### SUPPLIED MATERIAL
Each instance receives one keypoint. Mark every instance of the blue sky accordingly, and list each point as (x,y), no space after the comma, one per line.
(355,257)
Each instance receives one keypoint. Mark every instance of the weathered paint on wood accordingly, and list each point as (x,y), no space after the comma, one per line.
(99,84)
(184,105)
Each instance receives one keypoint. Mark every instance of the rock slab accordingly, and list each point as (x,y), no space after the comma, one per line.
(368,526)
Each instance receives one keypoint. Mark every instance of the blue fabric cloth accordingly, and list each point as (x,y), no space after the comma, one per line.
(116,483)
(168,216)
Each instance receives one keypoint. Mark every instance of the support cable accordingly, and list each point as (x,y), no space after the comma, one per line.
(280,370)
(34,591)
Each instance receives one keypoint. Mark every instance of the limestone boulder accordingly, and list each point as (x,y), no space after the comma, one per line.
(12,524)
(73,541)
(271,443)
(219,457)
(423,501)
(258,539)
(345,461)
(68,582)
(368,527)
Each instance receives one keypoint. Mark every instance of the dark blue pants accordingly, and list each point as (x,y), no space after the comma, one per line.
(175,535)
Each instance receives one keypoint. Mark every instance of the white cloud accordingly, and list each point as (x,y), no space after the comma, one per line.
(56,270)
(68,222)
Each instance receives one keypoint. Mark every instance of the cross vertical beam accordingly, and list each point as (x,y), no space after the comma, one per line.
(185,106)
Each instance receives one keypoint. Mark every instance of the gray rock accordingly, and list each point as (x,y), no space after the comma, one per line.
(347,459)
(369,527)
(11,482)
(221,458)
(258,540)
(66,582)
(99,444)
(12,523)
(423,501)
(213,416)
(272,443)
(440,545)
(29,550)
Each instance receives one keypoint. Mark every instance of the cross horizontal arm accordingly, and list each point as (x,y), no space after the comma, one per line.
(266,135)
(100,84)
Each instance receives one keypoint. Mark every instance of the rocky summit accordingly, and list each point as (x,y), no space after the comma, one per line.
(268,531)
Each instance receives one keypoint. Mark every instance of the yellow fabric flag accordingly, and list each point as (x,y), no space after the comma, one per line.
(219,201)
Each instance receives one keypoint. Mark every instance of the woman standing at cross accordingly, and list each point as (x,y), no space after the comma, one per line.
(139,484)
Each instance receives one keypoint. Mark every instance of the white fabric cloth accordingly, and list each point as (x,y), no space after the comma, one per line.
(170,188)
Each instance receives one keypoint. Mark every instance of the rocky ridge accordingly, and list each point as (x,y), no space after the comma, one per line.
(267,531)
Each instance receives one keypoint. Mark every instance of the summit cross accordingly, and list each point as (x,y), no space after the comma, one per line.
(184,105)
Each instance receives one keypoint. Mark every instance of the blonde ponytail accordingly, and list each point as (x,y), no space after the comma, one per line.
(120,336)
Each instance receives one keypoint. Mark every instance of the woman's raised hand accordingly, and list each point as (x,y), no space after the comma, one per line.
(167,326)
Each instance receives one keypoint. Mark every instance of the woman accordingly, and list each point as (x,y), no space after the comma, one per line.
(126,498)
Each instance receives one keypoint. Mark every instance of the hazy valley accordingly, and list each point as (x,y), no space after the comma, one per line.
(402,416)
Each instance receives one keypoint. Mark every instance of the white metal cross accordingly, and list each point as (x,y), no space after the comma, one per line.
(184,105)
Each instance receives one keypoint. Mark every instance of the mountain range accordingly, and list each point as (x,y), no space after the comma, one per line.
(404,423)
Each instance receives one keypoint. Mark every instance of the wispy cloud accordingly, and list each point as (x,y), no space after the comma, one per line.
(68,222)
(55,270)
--
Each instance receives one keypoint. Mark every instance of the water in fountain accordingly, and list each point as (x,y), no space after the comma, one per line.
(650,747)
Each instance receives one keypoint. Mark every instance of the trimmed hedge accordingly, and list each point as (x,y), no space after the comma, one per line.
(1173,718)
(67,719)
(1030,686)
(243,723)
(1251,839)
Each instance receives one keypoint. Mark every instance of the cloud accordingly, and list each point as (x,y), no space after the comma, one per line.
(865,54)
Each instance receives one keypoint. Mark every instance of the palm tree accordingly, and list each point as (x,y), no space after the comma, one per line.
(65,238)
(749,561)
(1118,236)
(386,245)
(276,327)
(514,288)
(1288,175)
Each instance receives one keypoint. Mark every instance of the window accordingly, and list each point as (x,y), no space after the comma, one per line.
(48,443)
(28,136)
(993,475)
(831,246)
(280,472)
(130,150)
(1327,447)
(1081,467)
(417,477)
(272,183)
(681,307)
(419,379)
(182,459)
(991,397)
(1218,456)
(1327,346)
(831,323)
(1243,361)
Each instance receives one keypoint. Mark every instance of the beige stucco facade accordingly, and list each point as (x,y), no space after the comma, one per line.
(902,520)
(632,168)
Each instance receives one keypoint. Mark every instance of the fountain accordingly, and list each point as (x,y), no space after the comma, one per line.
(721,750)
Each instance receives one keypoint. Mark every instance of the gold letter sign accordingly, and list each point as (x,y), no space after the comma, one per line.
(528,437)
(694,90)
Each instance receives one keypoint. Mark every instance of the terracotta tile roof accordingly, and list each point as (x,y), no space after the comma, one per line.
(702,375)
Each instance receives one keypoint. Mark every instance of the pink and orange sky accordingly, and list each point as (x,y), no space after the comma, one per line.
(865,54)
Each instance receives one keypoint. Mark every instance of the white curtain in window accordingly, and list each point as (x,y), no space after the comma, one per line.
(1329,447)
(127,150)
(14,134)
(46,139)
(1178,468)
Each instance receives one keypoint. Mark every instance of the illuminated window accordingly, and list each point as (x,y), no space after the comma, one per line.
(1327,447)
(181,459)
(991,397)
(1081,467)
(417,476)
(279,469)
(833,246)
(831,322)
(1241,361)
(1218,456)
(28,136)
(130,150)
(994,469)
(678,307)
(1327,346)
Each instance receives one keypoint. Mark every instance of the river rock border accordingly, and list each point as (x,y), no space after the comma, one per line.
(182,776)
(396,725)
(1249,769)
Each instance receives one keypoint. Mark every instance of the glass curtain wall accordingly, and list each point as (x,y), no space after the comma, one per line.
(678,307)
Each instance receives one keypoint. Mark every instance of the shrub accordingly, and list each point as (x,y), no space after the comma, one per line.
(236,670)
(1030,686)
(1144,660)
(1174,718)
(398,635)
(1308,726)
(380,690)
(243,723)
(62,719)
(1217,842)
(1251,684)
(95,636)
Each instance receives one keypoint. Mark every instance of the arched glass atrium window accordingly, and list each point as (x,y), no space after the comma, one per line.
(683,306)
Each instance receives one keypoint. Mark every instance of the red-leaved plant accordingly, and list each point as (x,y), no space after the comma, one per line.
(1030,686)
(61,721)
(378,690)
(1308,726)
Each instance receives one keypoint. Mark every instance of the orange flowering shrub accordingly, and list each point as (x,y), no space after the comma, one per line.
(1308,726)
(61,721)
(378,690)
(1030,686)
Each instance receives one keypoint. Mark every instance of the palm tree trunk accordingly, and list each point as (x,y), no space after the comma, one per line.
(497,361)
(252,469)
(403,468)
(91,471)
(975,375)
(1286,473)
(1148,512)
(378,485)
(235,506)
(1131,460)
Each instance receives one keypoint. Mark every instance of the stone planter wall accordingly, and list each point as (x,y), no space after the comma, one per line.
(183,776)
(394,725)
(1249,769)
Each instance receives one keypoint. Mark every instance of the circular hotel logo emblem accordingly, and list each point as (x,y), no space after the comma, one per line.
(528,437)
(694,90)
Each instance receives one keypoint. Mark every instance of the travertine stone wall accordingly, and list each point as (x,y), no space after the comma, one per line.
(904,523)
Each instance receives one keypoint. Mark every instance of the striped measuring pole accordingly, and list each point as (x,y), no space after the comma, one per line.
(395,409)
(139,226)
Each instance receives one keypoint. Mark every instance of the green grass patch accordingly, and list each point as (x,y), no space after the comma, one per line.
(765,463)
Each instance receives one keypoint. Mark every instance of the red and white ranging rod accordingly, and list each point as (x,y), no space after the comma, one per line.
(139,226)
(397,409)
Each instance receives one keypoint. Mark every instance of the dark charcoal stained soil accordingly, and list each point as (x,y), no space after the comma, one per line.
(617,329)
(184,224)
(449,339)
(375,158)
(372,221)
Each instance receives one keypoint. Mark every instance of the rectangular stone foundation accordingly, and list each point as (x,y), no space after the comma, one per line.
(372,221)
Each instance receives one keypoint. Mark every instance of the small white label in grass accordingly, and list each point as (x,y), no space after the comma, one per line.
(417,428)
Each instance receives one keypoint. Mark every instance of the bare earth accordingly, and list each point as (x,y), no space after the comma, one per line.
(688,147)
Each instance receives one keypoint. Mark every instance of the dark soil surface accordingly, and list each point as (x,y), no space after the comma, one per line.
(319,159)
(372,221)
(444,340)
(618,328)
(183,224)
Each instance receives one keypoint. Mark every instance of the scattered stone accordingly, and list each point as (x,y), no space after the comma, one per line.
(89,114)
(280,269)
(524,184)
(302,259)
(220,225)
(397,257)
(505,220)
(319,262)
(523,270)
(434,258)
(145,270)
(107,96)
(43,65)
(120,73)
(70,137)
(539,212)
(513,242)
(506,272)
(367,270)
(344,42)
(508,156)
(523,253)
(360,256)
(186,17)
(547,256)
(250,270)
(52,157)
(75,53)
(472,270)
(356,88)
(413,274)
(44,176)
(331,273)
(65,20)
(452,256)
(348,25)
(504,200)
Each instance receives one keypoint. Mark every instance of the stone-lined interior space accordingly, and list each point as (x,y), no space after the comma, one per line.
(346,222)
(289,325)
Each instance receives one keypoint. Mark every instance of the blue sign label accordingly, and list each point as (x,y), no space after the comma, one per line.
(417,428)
* * *
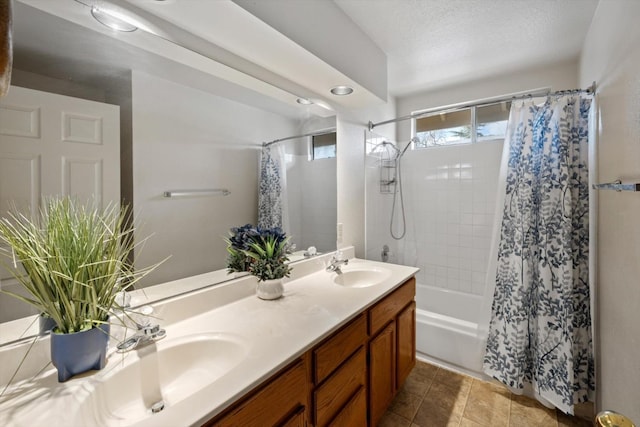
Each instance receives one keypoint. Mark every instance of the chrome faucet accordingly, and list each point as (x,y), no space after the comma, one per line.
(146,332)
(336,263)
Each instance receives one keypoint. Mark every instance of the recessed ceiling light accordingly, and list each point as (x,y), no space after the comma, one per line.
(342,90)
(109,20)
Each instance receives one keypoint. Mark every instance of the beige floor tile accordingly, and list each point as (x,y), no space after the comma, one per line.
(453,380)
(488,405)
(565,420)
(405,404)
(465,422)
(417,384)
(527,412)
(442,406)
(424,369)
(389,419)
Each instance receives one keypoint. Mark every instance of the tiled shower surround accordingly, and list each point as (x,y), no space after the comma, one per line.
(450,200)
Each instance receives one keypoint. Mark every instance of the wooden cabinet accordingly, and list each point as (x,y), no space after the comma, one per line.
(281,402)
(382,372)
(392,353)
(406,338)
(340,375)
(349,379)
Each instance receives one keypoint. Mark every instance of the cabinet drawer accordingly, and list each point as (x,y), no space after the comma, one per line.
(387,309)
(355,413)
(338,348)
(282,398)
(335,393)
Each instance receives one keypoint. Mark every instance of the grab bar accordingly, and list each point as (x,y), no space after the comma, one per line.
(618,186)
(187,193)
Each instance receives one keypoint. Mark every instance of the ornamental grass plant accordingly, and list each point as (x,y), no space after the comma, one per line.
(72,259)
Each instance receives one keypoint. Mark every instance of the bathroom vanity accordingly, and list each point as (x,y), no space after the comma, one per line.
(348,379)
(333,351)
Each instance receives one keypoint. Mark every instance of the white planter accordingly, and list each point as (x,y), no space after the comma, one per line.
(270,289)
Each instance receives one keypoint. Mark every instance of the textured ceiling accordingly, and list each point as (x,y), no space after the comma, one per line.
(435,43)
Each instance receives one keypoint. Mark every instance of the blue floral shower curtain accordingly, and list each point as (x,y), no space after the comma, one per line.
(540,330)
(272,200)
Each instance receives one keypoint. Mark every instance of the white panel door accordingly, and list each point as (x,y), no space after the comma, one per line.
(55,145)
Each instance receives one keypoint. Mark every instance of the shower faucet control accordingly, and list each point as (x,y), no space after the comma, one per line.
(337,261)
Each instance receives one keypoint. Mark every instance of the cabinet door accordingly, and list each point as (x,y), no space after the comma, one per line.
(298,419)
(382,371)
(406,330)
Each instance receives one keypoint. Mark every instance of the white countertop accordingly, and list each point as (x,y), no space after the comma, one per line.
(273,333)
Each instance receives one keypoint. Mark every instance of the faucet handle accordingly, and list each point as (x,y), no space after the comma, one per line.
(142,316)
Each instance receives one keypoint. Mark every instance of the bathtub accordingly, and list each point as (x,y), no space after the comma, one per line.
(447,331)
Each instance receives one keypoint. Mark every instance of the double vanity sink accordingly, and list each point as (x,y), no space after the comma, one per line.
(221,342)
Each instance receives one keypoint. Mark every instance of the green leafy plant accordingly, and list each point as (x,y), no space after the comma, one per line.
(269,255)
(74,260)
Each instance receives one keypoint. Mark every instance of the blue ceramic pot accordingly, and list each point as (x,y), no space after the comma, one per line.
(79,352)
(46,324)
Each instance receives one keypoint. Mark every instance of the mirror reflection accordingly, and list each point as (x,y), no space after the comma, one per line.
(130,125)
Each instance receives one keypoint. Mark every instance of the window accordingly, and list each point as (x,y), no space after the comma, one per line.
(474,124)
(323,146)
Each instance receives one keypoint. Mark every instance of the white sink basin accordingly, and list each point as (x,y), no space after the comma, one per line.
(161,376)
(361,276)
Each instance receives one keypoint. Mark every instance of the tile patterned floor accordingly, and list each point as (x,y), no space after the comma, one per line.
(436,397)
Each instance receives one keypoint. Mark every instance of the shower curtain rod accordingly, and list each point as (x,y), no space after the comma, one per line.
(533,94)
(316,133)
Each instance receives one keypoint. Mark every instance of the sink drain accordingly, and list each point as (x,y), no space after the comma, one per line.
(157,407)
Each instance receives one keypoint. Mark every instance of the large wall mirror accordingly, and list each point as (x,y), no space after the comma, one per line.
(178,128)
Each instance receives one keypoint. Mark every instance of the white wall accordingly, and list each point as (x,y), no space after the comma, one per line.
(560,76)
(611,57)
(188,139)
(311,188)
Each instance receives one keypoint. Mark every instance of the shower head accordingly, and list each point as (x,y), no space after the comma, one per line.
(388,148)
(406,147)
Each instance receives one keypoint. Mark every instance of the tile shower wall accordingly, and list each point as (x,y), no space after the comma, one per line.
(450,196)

### CHALLENGE
Copy out every line in the rows above that contains the string "woman".

### THE RESULT
Each instance receives one keypoint. Mark every instance of the woman standing at cross accordingly, and list each point as (x,y), no space after the comma, one per line.
Each instance receives one keypoint. Mark every instance of the woman's raised hand accordingly, and list each point as (x,y), no space after the comma, one per line.
Each instance receives one keypoint. Mark every instance of the woman accordingly, and list each point as (x,y), no space after the comma, one per line.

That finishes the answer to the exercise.